Abstract: This talk will cover two topics in recently-emerged point cloud processing: one is the learning driven point cloud geometry (PCG) compression and the other is graph based point cloud distortion measurement. For PCG compression, we start with the theoretical motivation and discuss the explorations along this avenue. Currently, our learnt PCG compressions offers state-of-the-art efficiency in comparision to the standard compliant solutions. As reported in many studies that existing point cloud distortion measurements are of great limitation due to its unstructured geometry appearance in 3D space, e.g., point-to-point, or point-to-plane, we introduce graph based similarity (GraphSIM) to address this problem. Extensive simulations have shown that our GraphSIM have demonstrated encouraging efficiency in different point cloud applications.

Zhan Ma is with the school of Electronic Science and Engineering, Nanjing University, Jiangsu, 210093, China. He received the B.S. and M.S. from the Huazhong University of Science and Technology, Wuhan, China, in 2004 and 2006 respectively, and his Ph.D. degree from the New York University, New York, in 2011. From 2011 to 2014, he has been with Samsung Research America, Dallas, TX, and  Futurewei Technologies, Inc., Santa Clara, CA, respectively. His research focuses include the learning-based image/video coding, and computational imaging. He is a co-winner of the 2018 PCM Best Paper Finalist, 2019 IEEE Broadcast Technology Society Best Paper Award, and 2020 IEEE MMSP Grand Challenge Best Image Coding Solution.

**Problems**.
a - List every award or honor that the talk description says Zhan Ma is a co-winner of.
b - Reproduce the talk description word for word, between "Zhan Ma is with" and "Image Coding Solution.", inclusive.

**Information supplied**.
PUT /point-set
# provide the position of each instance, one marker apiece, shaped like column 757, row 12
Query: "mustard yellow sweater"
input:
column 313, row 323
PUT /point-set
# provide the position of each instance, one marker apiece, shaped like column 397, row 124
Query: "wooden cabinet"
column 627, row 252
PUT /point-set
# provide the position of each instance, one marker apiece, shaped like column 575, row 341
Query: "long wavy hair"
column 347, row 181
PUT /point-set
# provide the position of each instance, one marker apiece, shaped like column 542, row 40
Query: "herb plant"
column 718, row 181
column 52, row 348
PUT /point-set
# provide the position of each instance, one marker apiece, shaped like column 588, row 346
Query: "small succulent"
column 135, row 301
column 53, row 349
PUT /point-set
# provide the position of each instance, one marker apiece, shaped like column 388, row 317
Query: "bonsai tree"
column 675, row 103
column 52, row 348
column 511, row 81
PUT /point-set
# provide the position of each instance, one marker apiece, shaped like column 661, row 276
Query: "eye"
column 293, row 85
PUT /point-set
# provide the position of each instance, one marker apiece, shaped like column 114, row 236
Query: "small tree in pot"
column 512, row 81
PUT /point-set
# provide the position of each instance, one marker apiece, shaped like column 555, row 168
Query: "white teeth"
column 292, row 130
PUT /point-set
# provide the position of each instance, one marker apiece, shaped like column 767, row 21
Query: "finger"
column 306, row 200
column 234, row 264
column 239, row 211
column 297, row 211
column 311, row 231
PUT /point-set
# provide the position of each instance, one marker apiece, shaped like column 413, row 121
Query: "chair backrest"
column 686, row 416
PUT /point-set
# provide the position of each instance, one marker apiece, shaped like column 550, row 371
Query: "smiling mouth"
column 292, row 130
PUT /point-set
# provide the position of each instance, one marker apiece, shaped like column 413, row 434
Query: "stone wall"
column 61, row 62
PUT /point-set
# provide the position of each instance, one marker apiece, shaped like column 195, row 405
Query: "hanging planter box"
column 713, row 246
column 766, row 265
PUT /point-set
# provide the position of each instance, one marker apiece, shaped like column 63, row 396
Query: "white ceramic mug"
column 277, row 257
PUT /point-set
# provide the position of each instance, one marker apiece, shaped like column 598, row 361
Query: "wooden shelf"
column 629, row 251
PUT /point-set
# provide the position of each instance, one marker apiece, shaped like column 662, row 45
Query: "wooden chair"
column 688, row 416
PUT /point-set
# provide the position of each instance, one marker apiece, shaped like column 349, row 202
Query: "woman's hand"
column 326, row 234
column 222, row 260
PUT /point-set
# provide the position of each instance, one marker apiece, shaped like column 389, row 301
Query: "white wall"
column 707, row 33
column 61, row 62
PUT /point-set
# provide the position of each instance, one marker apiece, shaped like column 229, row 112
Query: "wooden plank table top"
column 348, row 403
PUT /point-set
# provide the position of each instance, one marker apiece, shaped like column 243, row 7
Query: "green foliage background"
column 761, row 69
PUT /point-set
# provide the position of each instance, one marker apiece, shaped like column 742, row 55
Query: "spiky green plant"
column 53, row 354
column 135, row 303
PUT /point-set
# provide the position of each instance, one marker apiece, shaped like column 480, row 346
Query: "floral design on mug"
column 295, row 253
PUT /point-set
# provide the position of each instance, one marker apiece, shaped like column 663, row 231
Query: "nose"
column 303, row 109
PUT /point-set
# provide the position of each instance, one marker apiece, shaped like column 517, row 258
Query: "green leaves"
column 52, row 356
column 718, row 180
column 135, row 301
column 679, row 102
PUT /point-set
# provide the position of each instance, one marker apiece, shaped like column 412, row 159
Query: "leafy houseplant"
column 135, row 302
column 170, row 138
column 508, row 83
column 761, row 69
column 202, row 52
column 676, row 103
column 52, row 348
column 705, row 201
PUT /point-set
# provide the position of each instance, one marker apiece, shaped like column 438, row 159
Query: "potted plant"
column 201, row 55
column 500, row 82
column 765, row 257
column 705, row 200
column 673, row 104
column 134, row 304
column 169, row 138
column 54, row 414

**Exercise responses**.
a -
- 2018 PCM Best Paper Finalist
- 2019 IEEE Broadcast Technology Society Best Paper Award
- 2020 IEEE MMSP Grand Challenge Best Image Coding Solution

b -
Zhan Ma is with the school of Electronic Science and Engineering, Nanjing University, Jiangsu, 210093, China. He received the B.S. and M.S. from the Huazhong University of Science and Technology, Wuhan, China, in 2004 and 2006 respectively, and his Ph.D. degree from the New York University, New York, in 2011. From 2011 to 2014, he has been with Samsung Research America, Dallas, TX, and  Futurewei Technologies, Inc., Santa Clara, CA, respectively. His research focuses include the learning-based image/video coding, and computational imaging. He is a co-winner of the 2018 PCM Best Paper Finalist, 2019 IEEE Broadcast Technology Society Best Paper Award, and 2020 IEEE MMSP Grand Challenge Best Image Coding Solution.